#### THE DATA

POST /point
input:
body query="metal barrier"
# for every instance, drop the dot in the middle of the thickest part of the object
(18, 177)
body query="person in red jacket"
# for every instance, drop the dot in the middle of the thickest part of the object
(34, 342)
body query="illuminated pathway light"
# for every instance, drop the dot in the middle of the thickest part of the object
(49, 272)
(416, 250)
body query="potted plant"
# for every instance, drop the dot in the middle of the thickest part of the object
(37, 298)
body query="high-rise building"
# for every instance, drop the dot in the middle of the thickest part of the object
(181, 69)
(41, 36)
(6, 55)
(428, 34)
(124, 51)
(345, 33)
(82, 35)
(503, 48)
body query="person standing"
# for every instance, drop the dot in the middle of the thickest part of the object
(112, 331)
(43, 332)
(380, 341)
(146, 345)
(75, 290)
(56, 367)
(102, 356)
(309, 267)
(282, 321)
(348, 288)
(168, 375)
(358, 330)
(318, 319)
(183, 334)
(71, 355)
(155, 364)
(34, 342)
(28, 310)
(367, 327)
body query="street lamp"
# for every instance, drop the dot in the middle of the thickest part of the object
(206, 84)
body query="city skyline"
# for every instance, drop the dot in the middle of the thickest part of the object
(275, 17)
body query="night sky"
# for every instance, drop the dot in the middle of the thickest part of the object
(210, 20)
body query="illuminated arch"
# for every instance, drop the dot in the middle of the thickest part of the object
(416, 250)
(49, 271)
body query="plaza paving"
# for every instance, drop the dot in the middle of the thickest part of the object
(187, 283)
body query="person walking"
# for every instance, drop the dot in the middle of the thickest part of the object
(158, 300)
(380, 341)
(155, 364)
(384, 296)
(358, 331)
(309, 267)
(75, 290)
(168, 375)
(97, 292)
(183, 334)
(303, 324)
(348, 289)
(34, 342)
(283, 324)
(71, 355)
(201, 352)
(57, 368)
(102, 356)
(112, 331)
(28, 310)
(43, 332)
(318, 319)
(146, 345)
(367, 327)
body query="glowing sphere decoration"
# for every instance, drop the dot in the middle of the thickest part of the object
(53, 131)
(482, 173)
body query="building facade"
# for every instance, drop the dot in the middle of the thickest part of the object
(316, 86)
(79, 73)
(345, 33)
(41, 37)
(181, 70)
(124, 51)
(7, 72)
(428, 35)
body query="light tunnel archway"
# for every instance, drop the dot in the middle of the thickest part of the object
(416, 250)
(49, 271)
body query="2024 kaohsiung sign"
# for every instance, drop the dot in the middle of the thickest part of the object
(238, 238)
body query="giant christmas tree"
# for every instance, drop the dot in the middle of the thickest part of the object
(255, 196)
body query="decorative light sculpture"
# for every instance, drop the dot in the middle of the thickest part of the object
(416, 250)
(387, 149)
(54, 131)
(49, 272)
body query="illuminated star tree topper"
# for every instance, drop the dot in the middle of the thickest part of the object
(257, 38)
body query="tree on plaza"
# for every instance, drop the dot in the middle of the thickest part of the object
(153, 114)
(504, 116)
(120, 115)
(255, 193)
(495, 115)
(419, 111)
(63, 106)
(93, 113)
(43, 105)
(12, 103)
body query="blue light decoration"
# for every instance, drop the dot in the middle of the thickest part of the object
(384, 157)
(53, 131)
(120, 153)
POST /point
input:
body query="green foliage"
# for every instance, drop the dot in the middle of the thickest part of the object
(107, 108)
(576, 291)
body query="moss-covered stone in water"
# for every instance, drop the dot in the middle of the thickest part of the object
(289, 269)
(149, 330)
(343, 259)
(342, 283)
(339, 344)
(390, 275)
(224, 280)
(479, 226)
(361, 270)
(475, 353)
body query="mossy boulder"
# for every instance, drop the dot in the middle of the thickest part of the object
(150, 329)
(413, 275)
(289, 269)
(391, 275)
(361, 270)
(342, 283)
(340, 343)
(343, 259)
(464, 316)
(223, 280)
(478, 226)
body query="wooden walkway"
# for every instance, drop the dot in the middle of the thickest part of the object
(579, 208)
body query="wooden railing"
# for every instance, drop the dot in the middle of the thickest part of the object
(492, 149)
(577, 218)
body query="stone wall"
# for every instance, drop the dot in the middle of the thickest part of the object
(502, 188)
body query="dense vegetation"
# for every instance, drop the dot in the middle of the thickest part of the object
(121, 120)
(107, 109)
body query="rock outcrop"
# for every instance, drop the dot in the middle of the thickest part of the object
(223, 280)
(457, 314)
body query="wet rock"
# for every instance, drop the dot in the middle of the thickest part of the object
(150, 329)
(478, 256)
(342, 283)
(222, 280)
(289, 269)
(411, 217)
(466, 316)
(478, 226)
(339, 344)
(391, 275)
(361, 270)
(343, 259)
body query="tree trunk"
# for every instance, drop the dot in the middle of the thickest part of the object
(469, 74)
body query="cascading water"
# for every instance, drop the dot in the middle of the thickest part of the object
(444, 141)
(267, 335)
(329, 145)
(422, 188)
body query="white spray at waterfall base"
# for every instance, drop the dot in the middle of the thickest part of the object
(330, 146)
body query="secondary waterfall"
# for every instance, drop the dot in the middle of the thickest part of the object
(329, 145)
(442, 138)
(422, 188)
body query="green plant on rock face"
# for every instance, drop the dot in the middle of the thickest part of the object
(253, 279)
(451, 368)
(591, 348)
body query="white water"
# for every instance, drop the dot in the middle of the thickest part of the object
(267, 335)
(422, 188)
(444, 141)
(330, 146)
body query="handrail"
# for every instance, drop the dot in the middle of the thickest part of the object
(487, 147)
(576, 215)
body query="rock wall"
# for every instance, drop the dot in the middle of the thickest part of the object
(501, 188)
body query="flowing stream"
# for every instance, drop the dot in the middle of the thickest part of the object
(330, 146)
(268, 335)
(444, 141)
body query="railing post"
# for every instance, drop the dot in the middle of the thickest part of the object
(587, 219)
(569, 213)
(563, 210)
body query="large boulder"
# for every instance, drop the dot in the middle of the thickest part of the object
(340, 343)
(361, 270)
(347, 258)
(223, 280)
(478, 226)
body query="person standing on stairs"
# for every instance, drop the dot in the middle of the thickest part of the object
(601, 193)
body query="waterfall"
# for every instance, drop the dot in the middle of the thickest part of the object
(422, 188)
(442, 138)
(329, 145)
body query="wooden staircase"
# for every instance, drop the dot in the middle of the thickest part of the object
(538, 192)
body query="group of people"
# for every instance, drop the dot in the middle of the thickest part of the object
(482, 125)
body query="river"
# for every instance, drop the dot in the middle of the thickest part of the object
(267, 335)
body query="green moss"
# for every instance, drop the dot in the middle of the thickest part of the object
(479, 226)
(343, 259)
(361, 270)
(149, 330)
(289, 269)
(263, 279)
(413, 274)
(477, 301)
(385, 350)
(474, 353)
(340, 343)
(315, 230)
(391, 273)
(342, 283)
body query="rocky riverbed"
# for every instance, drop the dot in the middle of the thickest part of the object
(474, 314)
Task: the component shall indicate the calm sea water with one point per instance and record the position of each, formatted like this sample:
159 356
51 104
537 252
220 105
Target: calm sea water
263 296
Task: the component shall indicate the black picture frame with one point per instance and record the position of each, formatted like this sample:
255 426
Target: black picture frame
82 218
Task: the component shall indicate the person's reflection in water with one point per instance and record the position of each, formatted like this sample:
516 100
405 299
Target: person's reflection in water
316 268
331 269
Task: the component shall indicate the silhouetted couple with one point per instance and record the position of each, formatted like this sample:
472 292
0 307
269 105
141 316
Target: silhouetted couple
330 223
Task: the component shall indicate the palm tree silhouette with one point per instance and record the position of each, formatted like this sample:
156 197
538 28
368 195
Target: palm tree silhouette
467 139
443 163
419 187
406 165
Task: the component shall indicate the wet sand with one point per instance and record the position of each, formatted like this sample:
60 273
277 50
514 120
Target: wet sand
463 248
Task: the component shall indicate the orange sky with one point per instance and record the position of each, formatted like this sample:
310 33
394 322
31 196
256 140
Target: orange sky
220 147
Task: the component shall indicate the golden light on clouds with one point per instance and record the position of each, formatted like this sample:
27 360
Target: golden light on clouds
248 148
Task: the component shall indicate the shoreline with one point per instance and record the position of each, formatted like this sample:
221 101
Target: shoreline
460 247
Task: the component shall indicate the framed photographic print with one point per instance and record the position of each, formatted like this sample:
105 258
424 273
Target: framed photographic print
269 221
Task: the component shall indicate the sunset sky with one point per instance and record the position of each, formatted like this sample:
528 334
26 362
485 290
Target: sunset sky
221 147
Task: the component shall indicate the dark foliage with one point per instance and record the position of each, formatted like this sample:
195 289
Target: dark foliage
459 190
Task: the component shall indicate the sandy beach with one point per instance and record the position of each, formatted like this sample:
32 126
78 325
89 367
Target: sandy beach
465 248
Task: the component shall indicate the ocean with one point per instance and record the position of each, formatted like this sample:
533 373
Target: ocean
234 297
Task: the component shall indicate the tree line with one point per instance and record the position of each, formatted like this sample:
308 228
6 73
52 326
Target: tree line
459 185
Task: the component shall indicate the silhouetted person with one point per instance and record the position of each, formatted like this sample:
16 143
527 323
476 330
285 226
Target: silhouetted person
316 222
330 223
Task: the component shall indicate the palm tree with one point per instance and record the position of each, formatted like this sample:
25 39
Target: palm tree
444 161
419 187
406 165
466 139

########

▶ **EXERCISE DETAILS**
How many lines in the records contain the word "green"? Reply with that number only.

▶ **EXERCISE OUTPUT**
3